**Aim of the task**: Copy the following entries line for line, keeping every character unchanged.

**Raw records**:
--------

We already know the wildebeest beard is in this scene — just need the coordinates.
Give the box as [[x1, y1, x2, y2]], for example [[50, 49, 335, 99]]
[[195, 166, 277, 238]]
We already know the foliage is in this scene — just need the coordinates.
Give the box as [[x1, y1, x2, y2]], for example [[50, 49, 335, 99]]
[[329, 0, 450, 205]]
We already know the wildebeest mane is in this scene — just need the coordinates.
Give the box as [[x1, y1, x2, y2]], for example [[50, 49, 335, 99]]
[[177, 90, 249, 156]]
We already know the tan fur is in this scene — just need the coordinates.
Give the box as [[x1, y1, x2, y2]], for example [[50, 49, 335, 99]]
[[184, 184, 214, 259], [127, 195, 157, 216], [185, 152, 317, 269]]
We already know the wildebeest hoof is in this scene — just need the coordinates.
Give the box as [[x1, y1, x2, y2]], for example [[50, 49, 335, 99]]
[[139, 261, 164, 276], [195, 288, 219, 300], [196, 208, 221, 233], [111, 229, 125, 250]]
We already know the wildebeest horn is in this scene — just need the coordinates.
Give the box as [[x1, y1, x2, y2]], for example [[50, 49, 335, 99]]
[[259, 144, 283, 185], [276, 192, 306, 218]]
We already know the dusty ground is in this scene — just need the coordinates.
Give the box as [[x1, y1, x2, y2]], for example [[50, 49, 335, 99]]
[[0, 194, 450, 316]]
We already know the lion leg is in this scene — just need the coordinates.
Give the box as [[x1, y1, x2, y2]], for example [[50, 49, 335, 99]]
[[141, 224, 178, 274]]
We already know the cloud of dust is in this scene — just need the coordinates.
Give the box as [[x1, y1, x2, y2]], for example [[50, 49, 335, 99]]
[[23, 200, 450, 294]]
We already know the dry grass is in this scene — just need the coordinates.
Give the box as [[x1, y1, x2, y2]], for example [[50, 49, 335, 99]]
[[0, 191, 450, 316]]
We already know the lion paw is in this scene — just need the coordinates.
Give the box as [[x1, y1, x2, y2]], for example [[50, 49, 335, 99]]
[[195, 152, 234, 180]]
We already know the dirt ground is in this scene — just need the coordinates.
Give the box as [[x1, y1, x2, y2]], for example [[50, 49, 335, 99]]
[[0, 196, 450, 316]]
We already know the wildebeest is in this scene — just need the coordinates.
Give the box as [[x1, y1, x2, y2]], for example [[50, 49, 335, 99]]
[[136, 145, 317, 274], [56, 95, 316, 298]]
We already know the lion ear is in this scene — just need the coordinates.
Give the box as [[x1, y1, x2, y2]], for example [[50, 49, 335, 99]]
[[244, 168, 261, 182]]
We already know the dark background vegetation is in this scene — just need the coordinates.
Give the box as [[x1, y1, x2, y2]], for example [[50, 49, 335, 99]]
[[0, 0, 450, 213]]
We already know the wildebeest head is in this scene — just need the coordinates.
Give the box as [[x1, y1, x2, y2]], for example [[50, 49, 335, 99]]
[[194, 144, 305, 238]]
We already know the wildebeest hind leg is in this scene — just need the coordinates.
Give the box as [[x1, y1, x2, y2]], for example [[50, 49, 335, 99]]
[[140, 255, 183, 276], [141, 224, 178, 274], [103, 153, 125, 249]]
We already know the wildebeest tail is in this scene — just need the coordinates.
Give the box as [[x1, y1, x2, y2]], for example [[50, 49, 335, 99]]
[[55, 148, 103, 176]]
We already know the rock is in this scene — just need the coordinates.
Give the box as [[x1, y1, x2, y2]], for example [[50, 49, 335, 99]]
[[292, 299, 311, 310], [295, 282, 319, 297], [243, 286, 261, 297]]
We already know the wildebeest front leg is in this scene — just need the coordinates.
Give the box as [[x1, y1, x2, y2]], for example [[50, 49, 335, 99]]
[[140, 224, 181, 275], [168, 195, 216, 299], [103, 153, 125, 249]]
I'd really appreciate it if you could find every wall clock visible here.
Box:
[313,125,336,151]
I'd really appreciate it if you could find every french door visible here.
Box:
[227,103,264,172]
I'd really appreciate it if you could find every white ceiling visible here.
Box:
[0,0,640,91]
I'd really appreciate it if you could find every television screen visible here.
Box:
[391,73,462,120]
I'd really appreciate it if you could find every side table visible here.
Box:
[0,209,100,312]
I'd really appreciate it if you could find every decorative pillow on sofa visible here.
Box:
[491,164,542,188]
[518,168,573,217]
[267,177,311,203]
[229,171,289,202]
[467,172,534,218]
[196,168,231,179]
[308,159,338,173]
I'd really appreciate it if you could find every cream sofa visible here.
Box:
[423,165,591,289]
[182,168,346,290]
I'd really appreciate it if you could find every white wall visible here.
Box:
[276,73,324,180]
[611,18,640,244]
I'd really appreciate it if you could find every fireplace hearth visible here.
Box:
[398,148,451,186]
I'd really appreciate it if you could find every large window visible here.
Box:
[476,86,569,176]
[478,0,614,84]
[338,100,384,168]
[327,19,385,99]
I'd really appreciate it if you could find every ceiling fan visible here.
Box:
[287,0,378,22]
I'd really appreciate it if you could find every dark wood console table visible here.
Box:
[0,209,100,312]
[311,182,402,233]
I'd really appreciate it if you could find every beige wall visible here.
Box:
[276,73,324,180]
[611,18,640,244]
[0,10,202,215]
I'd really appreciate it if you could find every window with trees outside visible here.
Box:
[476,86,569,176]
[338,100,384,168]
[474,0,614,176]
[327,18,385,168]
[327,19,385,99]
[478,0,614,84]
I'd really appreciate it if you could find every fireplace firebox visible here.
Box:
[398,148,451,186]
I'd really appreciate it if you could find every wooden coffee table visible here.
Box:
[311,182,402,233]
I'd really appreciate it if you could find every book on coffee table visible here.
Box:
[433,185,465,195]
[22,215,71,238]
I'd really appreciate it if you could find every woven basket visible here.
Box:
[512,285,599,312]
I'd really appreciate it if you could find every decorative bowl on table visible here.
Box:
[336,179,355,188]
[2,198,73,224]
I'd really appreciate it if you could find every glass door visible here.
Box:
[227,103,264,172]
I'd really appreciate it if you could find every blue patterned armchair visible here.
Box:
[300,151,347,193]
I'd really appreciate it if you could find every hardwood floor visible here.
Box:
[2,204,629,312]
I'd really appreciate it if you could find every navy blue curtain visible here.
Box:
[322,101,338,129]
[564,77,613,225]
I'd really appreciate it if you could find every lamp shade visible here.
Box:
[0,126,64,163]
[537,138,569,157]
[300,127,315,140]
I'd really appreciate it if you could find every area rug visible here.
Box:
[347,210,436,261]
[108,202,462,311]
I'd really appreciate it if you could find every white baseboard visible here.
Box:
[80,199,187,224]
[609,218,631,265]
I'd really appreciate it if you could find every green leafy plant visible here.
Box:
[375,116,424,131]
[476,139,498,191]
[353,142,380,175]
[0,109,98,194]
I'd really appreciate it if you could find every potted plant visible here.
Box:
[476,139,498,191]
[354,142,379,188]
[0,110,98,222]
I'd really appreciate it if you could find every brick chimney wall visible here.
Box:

--------

**The output**:
We already know the wildebeest beard is in this scene — just need the coordinates.
Give the box as [[x1, y1, x2, y2]], for example [[50, 49, 335, 99]]
[[195, 166, 277, 238]]
We already know the foliage is in this scene — just need the coordinates.
Give the box as [[x1, y1, x2, y2]], for example [[50, 49, 335, 99]]
[[329, 0, 450, 205]]
We already know the wildebeest mane is in this scene — just need the coordinates.
Give the box as [[x1, y1, x2, y2]], for example [[50, 49, 335, 99]]
[[177, 90, 249, 156]]
We already know the tan fur is in this scene — just need the coordinates.
Give the box as [[x1, y1, x2, y2]], for example [[50, 49, 335, 99]]
[[184, 184, 214, 259], [127, 195, 157, 216], [185, 152, 317, 269]]
We already know the wildebeest hoof is in this scene — just need the coordinates.
Give the box as [[x1, y1, x2, y2]], for example [[50, 49, 335, 99]]
[[139, 261, 164, 276], [195, 288, 219, 300], [196, 208, 221, 233], [111, 229, 125, 250]]
We already know the wildebeest horn is in this scene — just need the coordinates.
Give the box as [[x1, y1, x2, y2]], for example [[50, 49, 335, 99]]
[[259, 144, 283, 185], [276, 192, 306, 218]]
We already know the dusty ground is in this scene — just need the coordinates.
Give the box as [[x1, y1, x2, y2]], for example [[50, 49, 335, 99]]
[[0, 194, 450, 316]]
We already know the lion leg is in this scene — just need the coordinates.
Give the box as [[x1, y1, x2, y2]], for example [[50, 49, 335, 99]]
[[141, 224, 178, 274]]
We already know the cloud of dust is in this scene — just need the coordinates.
Give the box as [[x1, y1, x2, y2]], for example [[50, 49, 335, 99]]
[[23, 200, 450, 294]]
We already know the dry grass is in this scene — just need the coordinates.
Give the box as [[x1, y1, x2, y2]], for example [[50, 49, 335, 99]]
[[0, 191, 450, 316]]
We already know the lion paw is in this scene — just need the coordinates.
Give the box as [[x1, y1, x2, y2]], for example [[50, 49, 335, 99]]
[[195, 152, 234, 180]]
We already know the dirt ground is in this scene — just need the coordinates.
Give the box as [[x1, y1, x2, y2]], for example [[50, 49, 335, 99]]
[[0, 196, 450, 316]]
We already know the wildebeest is in this scene — just need the coordinates.
Give the box as [[x1, y1, x2, y2]], for example [[50, 49, 335, 99]]
[[136, 145, 317, 274], [56, 95, 316, 298]]
We already know the lion ear is in this scene — just need the coordinates.
Give the box as [[x1, y1, x2, y2]], for example [[50, 49, 335, 99]]
[[244, 168, 261, 182]]
We already know the dark background vegetation is in this scene — just need the coordinates.
Give the box as [[x1, y1, x2, y2]], for example [[50, 49, 335, 99]]
[[0, 0, 450, 213]]
We already know the wildebeest head is in this scene — just need the coordinates.
Give the box as [[x1, y1, x2, y2]], for example [[50, 49, 335, 99]]
[[194, 144, 305, 238]]
We already know the wildebeest hind leg is in this scene — just need the coordinates.
Give the box as [[x1, y1, x2, y2]], for example [[50, 49, 335, 99]]
[[140, 255, 183, 276], [141, 224, 178, 274], [103, 153, 125, 249]]
We already know the wildebeest tail is in this scene — just need the coordinates.
Give the box as [[x1, y1, x2, y2]], for example [[50, 49, 335, 99]]
[[55, 148, 103, 176]]
We already know the rock is in this scene — just need the coordinates.
Give the box as [[x1, y1, x2, y2]], for example [[50, 49, 335, 99]]
[[292, 299, 311, 310], [295, 282, 319, 297], [243, 286, 261, 297]]
We already know the wildebeest front leg is in this scene — just need the coordinates.
Give the box as [[x1, y1, x2, y2]], for example [[50, 49, 335, 99]]
[[140, 224, 181, 275], [168, 195, 216, 299], [103, 153, 125, 249]]
I'd really appreciate it if you could find every wall clock visible here.
Box:
[313,125,336,151]
I'd really appreciate it if you could find every french door visible here.
Box:
[227,103,264,172]
I'd really appreciate it if you could find every white ceiling visible here.
Box:
[0,0,640,91]
I'd really appreciate it if you could find every television screen visible here.
Box:
[391,73,462,120]
I'd really appreciate it if you could find every side table visible here.
Box:
[0,209,100,312]
I'd really appreciate it if you could find every decorative pillow on sofa visible here.
Box:
[491,164,542,188]
[518,168,573,217]
[267,177,311,203]
[229,171,289,202]
[467,172,534,218]
[196,168,231,179]
[308,159,338,173]
I'd really appreciate it if you could find every cream sofa visible here.
Box:
[423,165,591,289]
[182,168,346,290]
I'd really appreciate it if you could find every white wall visible here.
Box:
[276,73,324,180]
[611,18,640,244]
I'd really appreciate it if you could find every fireplace hearth visible here.
Box:
[398,148,451,186]
I'd really appreciate it if you could find every large window visible here.
Box:
[476,86,569,176]
[478,0,614,84]
[338,100,384,168]
[327,19,385,99]
I'd really appreciate it if you could find every ceiling fan visible here.
Box:
[287,0,378,22]
I'd really appreciate it if you could find every dark wood console table visible here.
Box:
[0,209,100,312]
[311,182,402,233]
I'd really appreciate it if you could find every beige wall visible here.
Box:
[276,73,324,180]
[611,18,640,244]
[0,10,202,215]
I'd really appreciate it if you could find every window with trees outside visible here.
Box:
[476,86,569,176]
[338,100,384,168]
[474,0,614,176]
[327,18,385,168]
[327,19,385,99]
[478,0,614,84]
I'd really appreciate it if you could find every fireplace firebox visible here.
Box:
[398,148,451,186]
I'd really appreciate it if you could find every wooden coffee table visible here.
Box:
[311,182,402,233]
I'd really appreciate it if you could find every book on coffee table visible here.
Box:
[433,185,465,195]
[22,215,71,238]
I'd really appreciate it if you could find every woven basket visible here.
Box:
[512,285,599,312]
I'd really appreciate it if you could find every decorative bowl on table visible here.
Box:
[336,179,355,188]
[2,198,73,224]
I'd really appreciate it if you could find every glass door visible here.
Box:
[227,103,264,172]
I'd really appreciate it if you could find every blue patterned armchair visible here.
Box:
[300,151,347,193]
I'd really appreciate it if you could find every hardwood floor visible here.
Box:
[2,204,629,312]
I'd really appreciate it if you could find every navy blue curtain visible here.
Box:
[322,101,338,129]
[564,77,613,225]
I'd really appreciate it if you could find every lamp shade visible here.
Box:
[0,126,64,163]
[537,138,569,157]
[300,127,315,140]
I'd really appreciate it if you could find every area rug visible here.
Box:
[347,210,436,261]
[108,202,462,311]
I'd really appreciate it if you could find every white baseboard visible here.
Box:
[80,199,187,224]
[609,218,631,265]
I'd really appreciate it if you could find every green leafy plant visible here.
Box:
[375,116,424,131]
[476,139,498,191]
[353,142,380,175]
[0,109,98,194]
I'd really appreciate it if you could find every potted plant visible here.
Box:
[476,139,498,191]
[354,142,379,188]
[0,110,98,222]
I'd really appreciate it if you could find every brick chimney wall visible here.
Box:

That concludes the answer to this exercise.